_Tasks to carry out_.
- A) Please summarize the article on artificial intelligence in exactly two sentences.
- B) Answer these questions using the article on artificial intelligence:
(i) In what year was Narrative Science co-founded?
(ii) What does Narratives for Business Intelligence mine for insights?
(iii) What percentage of Americans in the Pew survey expressed worry about robots and computers doing many human jobs?

_Text segment_.
☆ ☆ ☆ ☆ ☆ ☆ ☆

By Xiaoyi Liu
Artificial intelligence (AI) is on the cusp of materially changing our own intelligence and decision-making ability. Just as we saw the replacement of human labor with machines during the Industrial Revolution, plan on a similar revolution in the modern workforce. AI will also bring economic opportunity, societal disruption – and lots of mixed feelings.
The definition of AI, a buzzword in computer science and digital marketing, can vary depending on who is answering the question. For Kristian Hammond, a professor of electrical engineering and computer science at Northwestern University’s McCormick School of Engineering, if a machine is doing something that we think is intelligent when a human does it, give the machine credit for AI.
With mind-boggling amounts of data drowning people as they try to make decisions, AI offers a cool head and clear analysis. “I was struck by the bad relationship that people have with data,” Hammond said, and that is a motivation for him. “In general, every single day, the data that we generate – that moves one way to the other through the computer, is roughly equivalent to about 500 hundred books,” Hammond said. “Some of them are really valuable, we can get a lot of insight from them.” Hammond makes tools to craft those insights for easy understanding.
“I think language is probably one of the best examples,” Hammond said. The ability to understand language and produce language is not something that comes naturally to a computer. “If I can ask a machine questions and it tells me answers in natural language, then I never have to think of it as a machine anymore.”
He offers this example. Imagine you have friends who are struggling in school, and you are asked, “Are they doing any better?” If the caller knows about how your friends were doing last year, you would know how to answer that question by thinking about how they are performing now, what their grades look like, and you see if those grades today are better than formerly. “All we need to do is teach machines how to do that across a wide variety of ways,” said Hammond.
The machine doesn’t have an idea of the world to manipulate it in the same way that we do. It has to be able to map a question such as, “Is something getting better?” onto the analysis it is required to do. It needs the nature of the question and the directions to figure out what the answer looks like.
“Whenever I ask a question, there are going to be a whole bunch of different ways in which someone might be able to answer,” Hammond said. “A machine has to know about those different ways and be able to apply those different technologies, techniques, to different kinds of data.”
Hammond co-founded the startup Narrative Science in 2010 with Larry Birnbaum, a computer science professor at Northwestern’s McCormick School of Engineering. Their focus? “Given all the data we have, how do you get people to understand what’s happening in the world without them all being data scientists.”
“I’m interested in how people interact with machines, so language is part of that,” said Hammond about the reasons why he founded the company.
Quill, Narrative Science’s flagship product, uses computer algorithms to extract the most important information from large segments of data and then crafts those insights into easy-to-scan, understandable narrative reports. Reams of data become bite-sized. The company more recently introduced Narratives for Business Intelligence, a suite of natural language extensions that mine charts, tables and graphs for insights and then convert that information into narrative language.
“We need something else, and that’s machines,” Hammond said. When we remove these human limitations and employ machine intelligence to process data at a super-human scale, structure and patterns emerge.
When it comes to the impact of AI on jobs, there is no shortage of angst. A survey by Pew Research Internet finds Americans are roughly twice as likely to express worry (72 percent) than enthusiasm (33 percent) about a future where robots and computers can do many jobs that are currently done by humans.

☆ ☆ ☆ ☆ ☆ ☆ ☆

_Supplied records_.
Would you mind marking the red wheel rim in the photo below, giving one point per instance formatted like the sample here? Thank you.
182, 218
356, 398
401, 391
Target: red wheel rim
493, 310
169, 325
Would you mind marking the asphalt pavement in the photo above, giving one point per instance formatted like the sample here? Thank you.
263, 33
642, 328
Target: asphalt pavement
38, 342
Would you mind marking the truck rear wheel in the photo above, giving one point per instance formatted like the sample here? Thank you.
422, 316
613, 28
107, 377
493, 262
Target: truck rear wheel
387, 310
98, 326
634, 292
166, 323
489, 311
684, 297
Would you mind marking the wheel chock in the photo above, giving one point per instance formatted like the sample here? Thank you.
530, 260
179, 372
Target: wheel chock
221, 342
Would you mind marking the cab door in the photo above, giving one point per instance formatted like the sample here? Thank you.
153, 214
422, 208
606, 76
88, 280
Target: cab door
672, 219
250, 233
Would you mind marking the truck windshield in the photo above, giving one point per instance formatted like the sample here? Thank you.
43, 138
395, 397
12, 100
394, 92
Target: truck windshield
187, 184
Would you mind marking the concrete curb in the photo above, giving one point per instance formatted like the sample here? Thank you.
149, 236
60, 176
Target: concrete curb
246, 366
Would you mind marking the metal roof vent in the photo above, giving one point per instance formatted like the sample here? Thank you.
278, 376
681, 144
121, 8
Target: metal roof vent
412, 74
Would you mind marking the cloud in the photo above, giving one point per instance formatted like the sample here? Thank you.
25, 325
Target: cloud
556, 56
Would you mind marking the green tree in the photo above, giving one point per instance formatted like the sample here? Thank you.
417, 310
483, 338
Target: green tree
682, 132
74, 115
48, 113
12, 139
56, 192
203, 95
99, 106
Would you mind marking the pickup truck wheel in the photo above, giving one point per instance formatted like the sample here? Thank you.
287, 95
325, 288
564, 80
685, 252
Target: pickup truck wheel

☆ ☆ ☆ ☆ ☆ ☆ ☆

_Results for the exercise_.
- A) Artificial intelligence is on the cusp of changing human decision-making, with a workforce revolution like the Industrial Revolution expected, and Northwestern professor Kristian Hammond builds tools that turn overwhelming data into easy-to-understand insights through Narrative Science, the startup he co-founded with Larry Birnbaum. Its flagship product, Quill, extracts the most important information from large data sets and crafts it into readable narrative reports, while a Pew survey finds Americans roughly twice as likely to express worry as enthusiasm about computers and robots doing many jobs now done by humans.

- B)
(i) 2010
(ii) Charts, tables and graphs
(iii) 72 percent